--- Supplied data ---
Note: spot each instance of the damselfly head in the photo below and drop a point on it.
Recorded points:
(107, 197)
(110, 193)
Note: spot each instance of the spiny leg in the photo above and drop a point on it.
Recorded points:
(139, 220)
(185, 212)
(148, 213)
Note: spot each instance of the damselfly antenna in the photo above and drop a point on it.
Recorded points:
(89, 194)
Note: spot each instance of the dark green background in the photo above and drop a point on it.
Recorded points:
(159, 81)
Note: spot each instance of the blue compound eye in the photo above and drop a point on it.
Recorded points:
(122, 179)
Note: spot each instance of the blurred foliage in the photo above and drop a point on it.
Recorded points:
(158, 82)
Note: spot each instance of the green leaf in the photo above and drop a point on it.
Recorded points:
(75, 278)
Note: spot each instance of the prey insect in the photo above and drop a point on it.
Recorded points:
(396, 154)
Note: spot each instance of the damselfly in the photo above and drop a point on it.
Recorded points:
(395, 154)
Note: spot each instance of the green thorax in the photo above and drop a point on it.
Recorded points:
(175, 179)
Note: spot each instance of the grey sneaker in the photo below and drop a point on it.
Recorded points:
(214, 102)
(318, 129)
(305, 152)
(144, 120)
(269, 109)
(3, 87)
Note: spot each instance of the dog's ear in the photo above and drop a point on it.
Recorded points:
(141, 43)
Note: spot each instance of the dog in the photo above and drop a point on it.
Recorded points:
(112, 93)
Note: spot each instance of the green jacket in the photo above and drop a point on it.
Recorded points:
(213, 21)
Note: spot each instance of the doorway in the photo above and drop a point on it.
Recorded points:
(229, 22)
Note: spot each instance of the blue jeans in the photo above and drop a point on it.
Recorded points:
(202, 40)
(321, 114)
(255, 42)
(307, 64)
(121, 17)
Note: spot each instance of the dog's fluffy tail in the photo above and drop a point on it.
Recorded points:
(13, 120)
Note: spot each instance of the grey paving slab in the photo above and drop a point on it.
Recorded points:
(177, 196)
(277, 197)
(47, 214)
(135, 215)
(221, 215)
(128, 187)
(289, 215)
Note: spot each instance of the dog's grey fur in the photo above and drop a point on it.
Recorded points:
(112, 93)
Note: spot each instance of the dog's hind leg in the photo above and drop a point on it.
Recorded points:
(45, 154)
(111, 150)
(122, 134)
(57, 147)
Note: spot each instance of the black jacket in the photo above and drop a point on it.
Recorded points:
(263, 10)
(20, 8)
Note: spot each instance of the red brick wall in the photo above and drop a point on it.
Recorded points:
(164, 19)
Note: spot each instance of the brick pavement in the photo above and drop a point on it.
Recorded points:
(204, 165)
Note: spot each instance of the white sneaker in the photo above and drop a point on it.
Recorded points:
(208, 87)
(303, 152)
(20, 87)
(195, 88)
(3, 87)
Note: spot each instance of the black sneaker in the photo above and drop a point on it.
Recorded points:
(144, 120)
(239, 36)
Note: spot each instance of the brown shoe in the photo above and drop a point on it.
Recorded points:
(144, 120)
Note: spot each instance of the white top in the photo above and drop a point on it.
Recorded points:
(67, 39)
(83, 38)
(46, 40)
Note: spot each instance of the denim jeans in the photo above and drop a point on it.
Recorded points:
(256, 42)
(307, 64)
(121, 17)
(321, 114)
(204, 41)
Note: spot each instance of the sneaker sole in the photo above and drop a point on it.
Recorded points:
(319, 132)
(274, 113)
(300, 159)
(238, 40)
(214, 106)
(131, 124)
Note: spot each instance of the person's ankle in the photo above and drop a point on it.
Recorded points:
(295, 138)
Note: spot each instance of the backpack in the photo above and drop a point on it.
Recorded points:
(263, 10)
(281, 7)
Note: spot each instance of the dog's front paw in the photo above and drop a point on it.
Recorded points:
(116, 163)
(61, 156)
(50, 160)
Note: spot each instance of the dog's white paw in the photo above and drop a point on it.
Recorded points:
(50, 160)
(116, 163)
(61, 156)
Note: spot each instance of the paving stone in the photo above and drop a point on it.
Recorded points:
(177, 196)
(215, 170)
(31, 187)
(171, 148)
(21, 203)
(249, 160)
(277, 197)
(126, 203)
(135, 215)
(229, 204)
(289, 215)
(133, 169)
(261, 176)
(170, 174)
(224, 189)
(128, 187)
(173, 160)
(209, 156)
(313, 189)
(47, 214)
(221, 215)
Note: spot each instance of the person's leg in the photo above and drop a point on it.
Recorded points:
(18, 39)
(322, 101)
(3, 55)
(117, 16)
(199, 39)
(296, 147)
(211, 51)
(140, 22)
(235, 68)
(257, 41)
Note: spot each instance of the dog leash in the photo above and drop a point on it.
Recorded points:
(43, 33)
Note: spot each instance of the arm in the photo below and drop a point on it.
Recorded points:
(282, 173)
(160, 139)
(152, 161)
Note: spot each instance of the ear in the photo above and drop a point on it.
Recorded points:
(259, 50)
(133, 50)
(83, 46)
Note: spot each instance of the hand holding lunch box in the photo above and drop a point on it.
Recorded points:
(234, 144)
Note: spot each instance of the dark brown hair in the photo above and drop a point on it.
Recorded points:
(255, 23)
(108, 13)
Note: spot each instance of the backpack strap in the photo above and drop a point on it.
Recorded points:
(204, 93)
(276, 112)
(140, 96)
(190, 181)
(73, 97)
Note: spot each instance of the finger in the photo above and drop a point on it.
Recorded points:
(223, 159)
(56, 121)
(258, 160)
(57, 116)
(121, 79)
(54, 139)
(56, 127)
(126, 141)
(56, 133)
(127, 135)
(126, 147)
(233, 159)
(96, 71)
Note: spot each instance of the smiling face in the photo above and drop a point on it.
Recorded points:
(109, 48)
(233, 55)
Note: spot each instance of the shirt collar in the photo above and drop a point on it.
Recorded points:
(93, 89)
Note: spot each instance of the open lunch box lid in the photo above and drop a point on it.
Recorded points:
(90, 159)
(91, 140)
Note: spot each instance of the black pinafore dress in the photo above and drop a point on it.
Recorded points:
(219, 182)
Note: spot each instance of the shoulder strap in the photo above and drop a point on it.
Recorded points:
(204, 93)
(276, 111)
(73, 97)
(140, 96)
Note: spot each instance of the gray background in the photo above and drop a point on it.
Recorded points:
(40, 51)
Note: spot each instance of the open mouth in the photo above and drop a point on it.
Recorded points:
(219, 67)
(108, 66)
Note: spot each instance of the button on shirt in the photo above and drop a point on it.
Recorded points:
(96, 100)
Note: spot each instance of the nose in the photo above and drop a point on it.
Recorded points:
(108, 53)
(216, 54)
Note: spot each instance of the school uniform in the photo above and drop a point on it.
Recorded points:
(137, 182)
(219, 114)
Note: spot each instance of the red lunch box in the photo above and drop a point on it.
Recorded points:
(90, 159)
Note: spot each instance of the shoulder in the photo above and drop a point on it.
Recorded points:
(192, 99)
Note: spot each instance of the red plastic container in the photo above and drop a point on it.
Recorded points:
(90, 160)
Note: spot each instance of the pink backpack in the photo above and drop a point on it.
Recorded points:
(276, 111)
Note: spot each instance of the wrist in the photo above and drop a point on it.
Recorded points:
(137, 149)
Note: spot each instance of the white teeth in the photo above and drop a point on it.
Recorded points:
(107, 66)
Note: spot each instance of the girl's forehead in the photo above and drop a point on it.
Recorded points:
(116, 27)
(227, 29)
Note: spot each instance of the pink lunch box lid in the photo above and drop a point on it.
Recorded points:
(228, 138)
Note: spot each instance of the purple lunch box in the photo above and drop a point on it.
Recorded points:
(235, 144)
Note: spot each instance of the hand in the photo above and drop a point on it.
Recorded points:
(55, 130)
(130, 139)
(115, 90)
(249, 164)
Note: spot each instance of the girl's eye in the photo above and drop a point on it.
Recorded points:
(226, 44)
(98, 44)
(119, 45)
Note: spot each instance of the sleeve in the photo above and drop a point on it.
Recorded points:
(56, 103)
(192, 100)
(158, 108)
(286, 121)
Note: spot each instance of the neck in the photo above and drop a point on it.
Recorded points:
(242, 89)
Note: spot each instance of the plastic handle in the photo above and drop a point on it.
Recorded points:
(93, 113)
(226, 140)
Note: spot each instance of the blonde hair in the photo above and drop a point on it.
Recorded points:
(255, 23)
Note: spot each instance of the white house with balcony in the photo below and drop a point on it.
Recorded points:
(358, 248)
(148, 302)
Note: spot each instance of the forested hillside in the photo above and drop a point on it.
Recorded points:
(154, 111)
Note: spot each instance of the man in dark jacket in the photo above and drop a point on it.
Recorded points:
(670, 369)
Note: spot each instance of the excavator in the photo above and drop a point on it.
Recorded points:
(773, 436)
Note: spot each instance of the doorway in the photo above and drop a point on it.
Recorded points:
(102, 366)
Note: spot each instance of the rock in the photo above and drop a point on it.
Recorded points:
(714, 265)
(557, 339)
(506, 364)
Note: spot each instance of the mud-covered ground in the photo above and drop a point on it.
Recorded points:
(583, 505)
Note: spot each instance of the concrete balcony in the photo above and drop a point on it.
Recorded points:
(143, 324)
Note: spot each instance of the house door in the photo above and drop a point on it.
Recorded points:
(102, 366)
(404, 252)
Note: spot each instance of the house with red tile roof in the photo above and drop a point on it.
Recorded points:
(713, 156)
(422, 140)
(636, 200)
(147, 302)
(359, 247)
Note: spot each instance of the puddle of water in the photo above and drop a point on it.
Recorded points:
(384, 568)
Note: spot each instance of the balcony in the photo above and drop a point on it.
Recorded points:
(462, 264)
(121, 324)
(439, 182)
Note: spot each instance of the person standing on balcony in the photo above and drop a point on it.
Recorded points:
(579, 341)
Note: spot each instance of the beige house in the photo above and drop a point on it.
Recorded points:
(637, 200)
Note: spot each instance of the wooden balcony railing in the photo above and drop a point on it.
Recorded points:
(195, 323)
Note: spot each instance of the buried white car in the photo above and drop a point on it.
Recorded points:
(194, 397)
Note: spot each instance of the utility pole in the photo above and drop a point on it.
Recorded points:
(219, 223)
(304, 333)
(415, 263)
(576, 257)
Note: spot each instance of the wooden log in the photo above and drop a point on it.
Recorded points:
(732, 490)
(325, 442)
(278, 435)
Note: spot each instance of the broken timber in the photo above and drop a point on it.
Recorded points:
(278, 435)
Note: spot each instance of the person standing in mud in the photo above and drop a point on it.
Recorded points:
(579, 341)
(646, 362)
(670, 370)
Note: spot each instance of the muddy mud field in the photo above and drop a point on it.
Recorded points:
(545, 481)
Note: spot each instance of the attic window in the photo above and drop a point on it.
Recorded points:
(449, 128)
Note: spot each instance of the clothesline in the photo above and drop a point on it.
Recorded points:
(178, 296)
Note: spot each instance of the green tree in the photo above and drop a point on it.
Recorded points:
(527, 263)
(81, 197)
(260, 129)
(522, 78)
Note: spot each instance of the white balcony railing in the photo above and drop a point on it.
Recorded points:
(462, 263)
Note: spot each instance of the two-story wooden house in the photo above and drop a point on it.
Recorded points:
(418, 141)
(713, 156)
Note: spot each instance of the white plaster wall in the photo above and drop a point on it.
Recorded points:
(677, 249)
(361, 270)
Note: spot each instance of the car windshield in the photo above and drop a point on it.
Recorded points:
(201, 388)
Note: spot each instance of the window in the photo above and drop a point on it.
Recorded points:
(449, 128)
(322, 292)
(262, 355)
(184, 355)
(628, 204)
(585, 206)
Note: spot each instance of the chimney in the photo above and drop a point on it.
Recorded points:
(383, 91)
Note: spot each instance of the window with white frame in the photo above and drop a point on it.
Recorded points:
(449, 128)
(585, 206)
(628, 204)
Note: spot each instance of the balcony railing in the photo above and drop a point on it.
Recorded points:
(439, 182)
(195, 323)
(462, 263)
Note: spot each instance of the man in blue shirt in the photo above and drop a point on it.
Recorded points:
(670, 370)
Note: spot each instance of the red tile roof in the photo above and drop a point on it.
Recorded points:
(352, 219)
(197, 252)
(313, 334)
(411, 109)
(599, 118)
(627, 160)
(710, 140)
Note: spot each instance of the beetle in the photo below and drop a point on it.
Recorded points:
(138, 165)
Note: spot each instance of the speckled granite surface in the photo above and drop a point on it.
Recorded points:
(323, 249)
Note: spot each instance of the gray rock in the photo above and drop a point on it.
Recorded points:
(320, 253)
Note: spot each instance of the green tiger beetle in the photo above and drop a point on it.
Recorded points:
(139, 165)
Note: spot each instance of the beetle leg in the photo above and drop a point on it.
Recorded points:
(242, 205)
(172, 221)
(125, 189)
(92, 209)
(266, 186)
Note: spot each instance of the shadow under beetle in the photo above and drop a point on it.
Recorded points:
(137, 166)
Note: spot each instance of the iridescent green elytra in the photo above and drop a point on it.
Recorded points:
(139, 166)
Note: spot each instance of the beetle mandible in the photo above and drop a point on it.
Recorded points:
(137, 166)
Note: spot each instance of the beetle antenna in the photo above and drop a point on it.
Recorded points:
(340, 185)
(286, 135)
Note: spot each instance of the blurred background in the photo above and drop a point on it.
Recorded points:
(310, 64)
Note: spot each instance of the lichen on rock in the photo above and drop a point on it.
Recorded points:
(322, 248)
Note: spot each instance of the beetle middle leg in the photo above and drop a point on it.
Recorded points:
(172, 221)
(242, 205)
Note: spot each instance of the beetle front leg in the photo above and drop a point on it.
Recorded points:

--- Task to carry out ---
Read each line of the material, and wherever the word "dark" turns up, copy that line.

--- Expected output ---
Note: spot each instance of the dark green background in the photo above and drop a point on it.
Note: spot each instance of the dark brown hair in the photo above and drop a point on it.
Note: spot each instance of the man in dark jacket in the photo above and drop a point on it.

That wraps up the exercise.